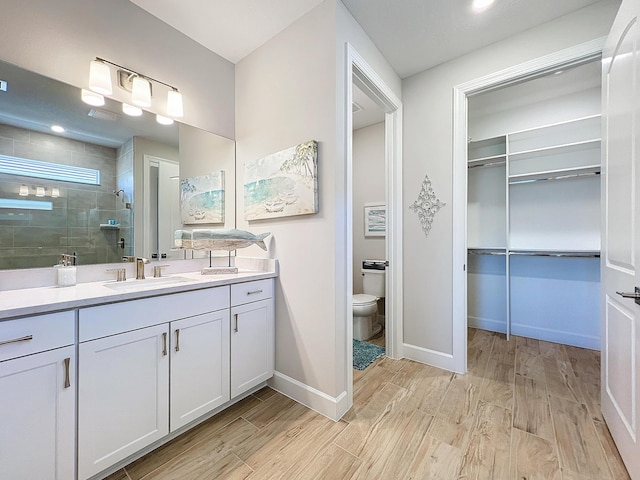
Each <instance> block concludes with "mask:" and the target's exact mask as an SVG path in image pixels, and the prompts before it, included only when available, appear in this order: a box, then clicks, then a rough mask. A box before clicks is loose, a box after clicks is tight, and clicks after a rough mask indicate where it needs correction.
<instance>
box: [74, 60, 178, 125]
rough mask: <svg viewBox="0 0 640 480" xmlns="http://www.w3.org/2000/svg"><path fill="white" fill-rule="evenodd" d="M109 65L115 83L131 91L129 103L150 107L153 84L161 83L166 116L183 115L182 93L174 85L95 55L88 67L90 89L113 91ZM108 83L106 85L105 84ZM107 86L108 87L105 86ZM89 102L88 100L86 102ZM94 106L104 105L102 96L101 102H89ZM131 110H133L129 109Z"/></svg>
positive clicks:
++++++
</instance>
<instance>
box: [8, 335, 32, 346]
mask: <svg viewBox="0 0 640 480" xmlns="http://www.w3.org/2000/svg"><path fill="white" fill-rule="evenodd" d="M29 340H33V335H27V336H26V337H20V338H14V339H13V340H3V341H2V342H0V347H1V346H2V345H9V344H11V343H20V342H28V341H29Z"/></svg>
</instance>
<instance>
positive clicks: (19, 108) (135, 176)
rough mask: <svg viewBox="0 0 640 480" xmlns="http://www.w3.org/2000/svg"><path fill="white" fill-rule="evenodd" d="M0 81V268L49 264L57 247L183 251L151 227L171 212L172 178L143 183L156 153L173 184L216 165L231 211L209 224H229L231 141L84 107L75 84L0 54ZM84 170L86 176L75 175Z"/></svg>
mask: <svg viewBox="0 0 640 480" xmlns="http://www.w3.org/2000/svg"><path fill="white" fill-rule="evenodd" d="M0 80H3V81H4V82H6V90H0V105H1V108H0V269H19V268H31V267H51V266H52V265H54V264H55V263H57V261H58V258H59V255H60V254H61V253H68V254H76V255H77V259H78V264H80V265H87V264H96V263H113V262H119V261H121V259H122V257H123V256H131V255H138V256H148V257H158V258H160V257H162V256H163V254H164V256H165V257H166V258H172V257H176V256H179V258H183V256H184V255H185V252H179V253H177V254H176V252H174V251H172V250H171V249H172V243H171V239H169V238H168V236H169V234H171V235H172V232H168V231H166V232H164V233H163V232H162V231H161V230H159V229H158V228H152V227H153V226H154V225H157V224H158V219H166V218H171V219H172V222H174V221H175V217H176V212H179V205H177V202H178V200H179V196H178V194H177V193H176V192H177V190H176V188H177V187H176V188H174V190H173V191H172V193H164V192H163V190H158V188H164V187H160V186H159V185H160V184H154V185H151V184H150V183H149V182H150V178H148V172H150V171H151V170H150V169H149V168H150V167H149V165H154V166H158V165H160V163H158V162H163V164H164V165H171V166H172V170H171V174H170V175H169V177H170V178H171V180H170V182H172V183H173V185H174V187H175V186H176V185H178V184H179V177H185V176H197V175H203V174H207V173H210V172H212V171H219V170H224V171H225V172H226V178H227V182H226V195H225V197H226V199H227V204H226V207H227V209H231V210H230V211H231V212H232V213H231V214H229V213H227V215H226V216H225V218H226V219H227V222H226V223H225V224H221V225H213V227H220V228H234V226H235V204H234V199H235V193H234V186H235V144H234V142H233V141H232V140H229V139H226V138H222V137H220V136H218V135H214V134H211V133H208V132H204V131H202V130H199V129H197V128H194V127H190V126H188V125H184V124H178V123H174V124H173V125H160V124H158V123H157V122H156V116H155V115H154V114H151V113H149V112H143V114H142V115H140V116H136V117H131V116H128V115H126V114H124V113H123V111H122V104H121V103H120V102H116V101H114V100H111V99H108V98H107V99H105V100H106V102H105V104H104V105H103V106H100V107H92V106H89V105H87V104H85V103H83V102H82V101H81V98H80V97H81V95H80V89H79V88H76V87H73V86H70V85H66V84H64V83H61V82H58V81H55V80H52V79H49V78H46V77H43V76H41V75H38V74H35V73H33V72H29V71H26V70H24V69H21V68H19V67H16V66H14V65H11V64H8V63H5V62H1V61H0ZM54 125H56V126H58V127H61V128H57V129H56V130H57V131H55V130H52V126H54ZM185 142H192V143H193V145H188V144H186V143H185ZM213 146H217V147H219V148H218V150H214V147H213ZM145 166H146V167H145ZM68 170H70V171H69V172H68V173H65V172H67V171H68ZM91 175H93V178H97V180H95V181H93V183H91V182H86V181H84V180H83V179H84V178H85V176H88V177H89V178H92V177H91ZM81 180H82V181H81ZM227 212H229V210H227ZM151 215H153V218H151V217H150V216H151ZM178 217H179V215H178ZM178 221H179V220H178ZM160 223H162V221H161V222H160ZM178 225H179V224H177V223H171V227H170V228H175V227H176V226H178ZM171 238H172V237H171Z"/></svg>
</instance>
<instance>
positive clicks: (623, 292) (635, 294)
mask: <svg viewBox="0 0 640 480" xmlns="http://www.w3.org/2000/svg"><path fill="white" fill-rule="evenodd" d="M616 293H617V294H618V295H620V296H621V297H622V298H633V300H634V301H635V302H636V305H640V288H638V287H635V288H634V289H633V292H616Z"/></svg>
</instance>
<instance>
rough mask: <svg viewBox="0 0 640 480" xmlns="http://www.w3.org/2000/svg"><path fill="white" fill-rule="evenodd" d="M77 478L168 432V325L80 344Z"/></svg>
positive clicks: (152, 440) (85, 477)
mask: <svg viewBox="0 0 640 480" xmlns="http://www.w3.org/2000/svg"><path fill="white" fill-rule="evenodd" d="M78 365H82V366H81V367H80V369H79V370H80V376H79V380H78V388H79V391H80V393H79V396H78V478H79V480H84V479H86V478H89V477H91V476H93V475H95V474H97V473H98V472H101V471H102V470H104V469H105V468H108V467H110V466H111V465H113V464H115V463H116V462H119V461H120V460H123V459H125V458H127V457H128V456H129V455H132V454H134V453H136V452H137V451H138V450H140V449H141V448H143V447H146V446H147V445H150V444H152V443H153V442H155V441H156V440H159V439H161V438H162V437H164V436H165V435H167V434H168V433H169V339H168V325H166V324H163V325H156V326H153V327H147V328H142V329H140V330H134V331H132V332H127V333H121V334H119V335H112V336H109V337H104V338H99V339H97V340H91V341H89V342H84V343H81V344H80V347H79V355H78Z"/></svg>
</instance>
++++++
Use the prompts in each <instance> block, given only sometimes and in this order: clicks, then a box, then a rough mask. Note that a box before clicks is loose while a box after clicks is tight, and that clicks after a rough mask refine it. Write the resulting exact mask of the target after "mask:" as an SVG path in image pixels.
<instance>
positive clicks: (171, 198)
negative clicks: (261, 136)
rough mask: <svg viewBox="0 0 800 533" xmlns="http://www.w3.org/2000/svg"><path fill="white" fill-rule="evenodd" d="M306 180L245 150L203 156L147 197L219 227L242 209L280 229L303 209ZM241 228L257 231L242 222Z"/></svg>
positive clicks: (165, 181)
++++++
__Problem to work on__
Give only how many lines above hold "loose".

__Finished exercise__
2